### Brief
Copy all of the data below word for word, leaving out the picture.

+-------+

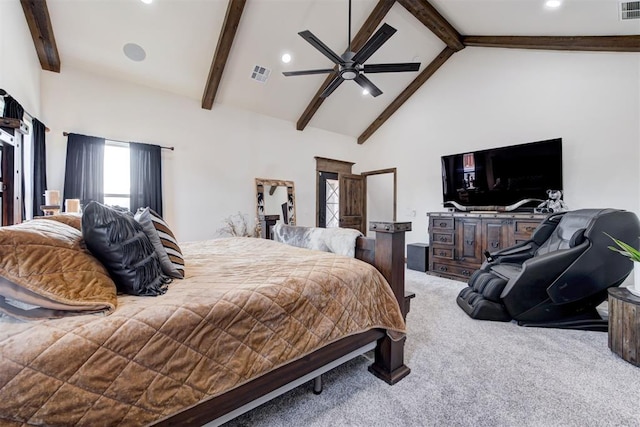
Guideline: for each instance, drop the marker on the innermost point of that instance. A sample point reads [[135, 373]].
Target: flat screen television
[[503, 176]]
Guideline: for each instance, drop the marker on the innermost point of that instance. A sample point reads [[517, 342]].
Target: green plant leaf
[[625, 249]]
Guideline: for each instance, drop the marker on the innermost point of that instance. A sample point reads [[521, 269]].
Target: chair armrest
[[517, 253], [545, 268]]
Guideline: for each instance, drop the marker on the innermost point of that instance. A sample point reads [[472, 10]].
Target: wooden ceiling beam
[[431, 18], [375, 18], [225, 42], [446, 53], [37, 15], [580, 43]]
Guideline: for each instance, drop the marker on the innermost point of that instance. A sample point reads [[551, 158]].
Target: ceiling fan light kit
[[350, 65]]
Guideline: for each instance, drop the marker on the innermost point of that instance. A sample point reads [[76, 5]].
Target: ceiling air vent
[[630, 10], [261, 74]]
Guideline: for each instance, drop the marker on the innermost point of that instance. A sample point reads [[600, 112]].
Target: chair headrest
[[571, 230]]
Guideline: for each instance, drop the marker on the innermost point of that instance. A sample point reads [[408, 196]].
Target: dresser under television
[[458, 240]]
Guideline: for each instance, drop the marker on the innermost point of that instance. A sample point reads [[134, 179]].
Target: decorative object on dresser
[[272, 197], [418, 256], [558, 277], [458, 240], [554, 203]]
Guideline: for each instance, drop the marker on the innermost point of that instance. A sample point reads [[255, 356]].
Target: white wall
[[218, 153], [484, 97], [19, 65]]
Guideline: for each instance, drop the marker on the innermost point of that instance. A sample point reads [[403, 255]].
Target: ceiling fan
[[351, 64]]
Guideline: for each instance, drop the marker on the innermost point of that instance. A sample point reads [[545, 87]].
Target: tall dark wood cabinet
[[458, 240]]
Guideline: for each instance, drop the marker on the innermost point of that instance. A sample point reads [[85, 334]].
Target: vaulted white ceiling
[[180, 38]]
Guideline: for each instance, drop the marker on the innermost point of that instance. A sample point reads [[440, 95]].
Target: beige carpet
[[468, 372]]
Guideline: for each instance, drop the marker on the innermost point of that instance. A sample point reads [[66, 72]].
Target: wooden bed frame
[[386, 253]]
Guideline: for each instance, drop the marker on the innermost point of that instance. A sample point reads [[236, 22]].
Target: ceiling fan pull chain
[[349, 35]]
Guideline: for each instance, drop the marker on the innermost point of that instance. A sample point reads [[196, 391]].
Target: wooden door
[[7, 184], [353, 202]]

+-------+

### Reply to the exercise
Guideline: for each instance, drop the marker on the innermost point of that instance. A sample point reads [[135, 373]].
Target: flat screen television
[[503, 176]]
Guideline: for each instance, drop the marker on the innermost point of that instance. A sample point reads [[517, 342]].
Target: green plant leaf
[[625, 249]]
Guideline: for each instance, drop the marker on the innermost point of that instance. A sample point reads [[521, 269]].
Target: chair armrest
[[517, 253], [545, 268]]
Guideline: for each instance, drop the marker on the innermost point of that instance. A sample point reads [[472, 10]].
Target: wooden ceiling beam
[[431, 18], [375, 18], [225, 42], [446, 53], [37, 15], [580, 43]]
Guideline: for each instance, drop the marker on the innermost point of that instance. A sample point reads [[551, 158]].
Target: ceiling fan light kit
[[350, 65]]
Guideline: for each instance, drop the marker on the innermost point of that instance. A sample point reads [[76, 5]].
Target: ceiling air vent
[[630, 10], [261, 74]]
Guideline: for each instance, drop the marker on the innermost point of that instance. A sample point reads [[600, 112]].
Target: chair headrest
[[571, 230]]
Guideline: for each instance, drop the marker on the innermost point of that instance. A sample point reads [[408, 196]].
Target: dresser under television
[[458, 240]]
Guideline: for each instance, drop the marker on the innermost point of that instance. A sample point reads [[134, 179]].
Target: decorative object on dresser
[[272, 197], [418, 256], [558, 277], [458, 240], [554, 203]]
Guideline: for each instance, drop the marker on the innermost point of that instance. A sample point reads [[255, 356]].
Target: white wall
[[218, 153], [484, 97], [19, 65]]
Guideline: for each instance, drop the marker on the innermost point of that instance. A sample point reads [[403, 255]].
Target: ceiling fan
[[351, 64]]
Guideline: for each instance, drop the marker on the innermost point of that instance. A sample point reads [[545, 87]].
Target: tall dark wood cabinet
[[458, 240]]
Guideline: for each instance, drop the marker on the innermost point of that instance. A sample point reads [[85, 334]].
Target: vaulted white ceiling
[[180, 38]]
Guideline: for each instance, drop the marker on the innermost point of that instance. A sample point reads [[440, 95]].
Target: beige carpet
[[468, 372]]
Guideline: for each instance, drop the marker on the innermost point of that instance. A sample point reads [[66, 72]].
Target: wooden bed frame
[[386, 253]]
Guideline: for each instance, drop the marker on the innermost point of that instance. A sample point reads [[236, 22]].
Target: ceiling fan pull chain
[[349, 35]]
Guideline: for each instance, drop the marker on the innermost point of that instance. A sample point reads [[196, 391]].
Target: wooden door
[[7, 184], [353, 202]]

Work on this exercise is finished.